**Stated exercise:** Repeat each record below exactly as given.

-- BEGIN Data for this task --

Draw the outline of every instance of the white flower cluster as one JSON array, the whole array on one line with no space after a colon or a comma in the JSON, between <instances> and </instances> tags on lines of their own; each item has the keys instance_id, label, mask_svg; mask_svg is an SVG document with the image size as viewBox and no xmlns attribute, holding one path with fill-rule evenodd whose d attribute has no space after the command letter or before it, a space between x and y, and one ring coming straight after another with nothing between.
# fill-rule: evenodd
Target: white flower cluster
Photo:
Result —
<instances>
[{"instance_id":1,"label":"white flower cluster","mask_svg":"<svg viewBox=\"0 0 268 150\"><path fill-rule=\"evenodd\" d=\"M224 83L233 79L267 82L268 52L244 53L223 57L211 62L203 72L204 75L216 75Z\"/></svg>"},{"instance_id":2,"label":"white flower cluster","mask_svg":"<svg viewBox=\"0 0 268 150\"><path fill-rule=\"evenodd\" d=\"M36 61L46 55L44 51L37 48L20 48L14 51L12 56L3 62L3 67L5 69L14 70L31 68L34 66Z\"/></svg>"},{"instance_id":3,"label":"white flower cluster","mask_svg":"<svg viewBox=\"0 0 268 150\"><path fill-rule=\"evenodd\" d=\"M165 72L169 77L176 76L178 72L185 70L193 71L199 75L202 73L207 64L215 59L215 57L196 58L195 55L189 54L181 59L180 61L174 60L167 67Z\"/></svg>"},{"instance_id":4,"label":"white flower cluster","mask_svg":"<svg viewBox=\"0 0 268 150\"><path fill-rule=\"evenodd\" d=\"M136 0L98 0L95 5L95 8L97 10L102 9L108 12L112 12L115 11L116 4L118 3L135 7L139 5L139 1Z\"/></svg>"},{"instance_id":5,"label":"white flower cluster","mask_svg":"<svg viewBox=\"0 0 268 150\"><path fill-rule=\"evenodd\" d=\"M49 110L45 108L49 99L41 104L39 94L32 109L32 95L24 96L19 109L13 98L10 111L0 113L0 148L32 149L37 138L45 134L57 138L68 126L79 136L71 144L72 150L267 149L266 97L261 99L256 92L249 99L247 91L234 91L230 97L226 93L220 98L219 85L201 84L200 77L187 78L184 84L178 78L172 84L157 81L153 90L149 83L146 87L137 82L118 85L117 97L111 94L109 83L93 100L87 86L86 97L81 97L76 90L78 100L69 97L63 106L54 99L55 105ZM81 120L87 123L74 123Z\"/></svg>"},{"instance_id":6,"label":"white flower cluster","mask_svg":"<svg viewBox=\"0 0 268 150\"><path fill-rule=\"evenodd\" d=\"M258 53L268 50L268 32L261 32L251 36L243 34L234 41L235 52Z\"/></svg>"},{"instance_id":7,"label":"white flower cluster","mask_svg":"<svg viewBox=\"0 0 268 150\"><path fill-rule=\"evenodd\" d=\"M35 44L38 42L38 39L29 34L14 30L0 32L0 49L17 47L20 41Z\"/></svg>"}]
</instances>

-- END Data for this task --

**Task result:**
Draw the outline of every instance of the white flower cluster as one JSON array, the whole array on one line with no space after a colon or a comma in the JSON, between <instances> and </instances> tags on lines of their own; each item has the keys instance_id, label, mask_svg; mask_svg is an SVG document with the image size as viewBox and no xmlns attribute, holding one path with fill-rule evenodd whose d attribute has no space after the command letter or before it, a space between x and y, and one ring coming straight after another with nothing between.
# fill-rule: evenodd
Target: white flower cluster
Photo:
Result —
<instances>
[{"instance_id":1,"label":"white flower cluster","mask_svg":"<svg viewBox=\"0 0 268 150\"><path fill-rule=\"evenodd\" d=\"M224 83L233 79L267 82L268 52L244 53L223 57L211 62L203 72L204 75L216 75Z\"/></svg>"},{"instance_id":2,"label":"white flower cluster","mask_svg":"<svg viewBox=\"0 0 268 150\"><path fill-rule=\"evenodd\" d=\"M36 61L46 55L44 51L37 48L20 48L14 51L12 56L3 62L3 67L5 69L14 70L31 68L34 66Z\"/></svg>"},{"instance_id":3,"label":"white flower cluster","mask_svg":"<svg viewBox=\"0 0 268 150\"><path fill-rule=\"evenodd\" d=\"M165 72L169 77L176 76L178 72L185 70L193 71L199 75L202 73L207 64L215 59L215 57L196 58L195 55L189 54L181 59L180 61L174 60L167 67Z\"/></svg>"},{"instance_id":4,"label":"white flower cluster","mask_svg":"<svg viewBox=\"0 0 268 150\"><path fill-rule=\"evenodd\" d=\"M136 0L98 0L95 5L95 8L97 10L102 9L108 12L112 12L115 11L116 4L118 3L135 7L139 5L139 1Z\"/></svg>"},{"instance_id":5,"label":"white flower cluster","mask_svg":"<svg viewBox=\"0 0 268 150\"><path fill-rule=\"evenodd\" d=\"M49 110L45 108L49 99L41 104L39 94L32 109L32 95L24 96L19 109L13 98L10 111L0 113L0 148L32 149L37 138L45 134L57 138L68 126L79 136L71 144L72 150L267 149L266 97L261 99L256 92L249 99L247 91L234 91L230 97L226 93L220 98L219 85L201 84L200 77L187 78L184 84L178 78L172 84L157 81L153 90L149 83L146 87L137 82L118 85L117 97L111 94L109 83L93 100L87 86L86 97L81 97L76 90L78 100L69 97L63 106L54 99L55 105ZM81 120L87 123L74 123Z\"/></svg>"},{"instance_id":6,"label":"white flower cluster","mask_svg":"<svg viewBox=\"0 0 268 150\"><path fill-rule=\"evenodd\" d=\"M258 53L268 50L268 32L261 32L251 36L243 34L234 41L235 52Z\"/></svg>"},{"instance_id":7,"label":"white flower cluster","mask_svg":"<svg viewBox=\"0 0 268 150\"><path fill-rule=\"evenodd\" d=\"M35 44L38 42L38 39L29 34L14 30L0 32L0 49L17 47L20 41Z\"/></svg>"}]
</instances>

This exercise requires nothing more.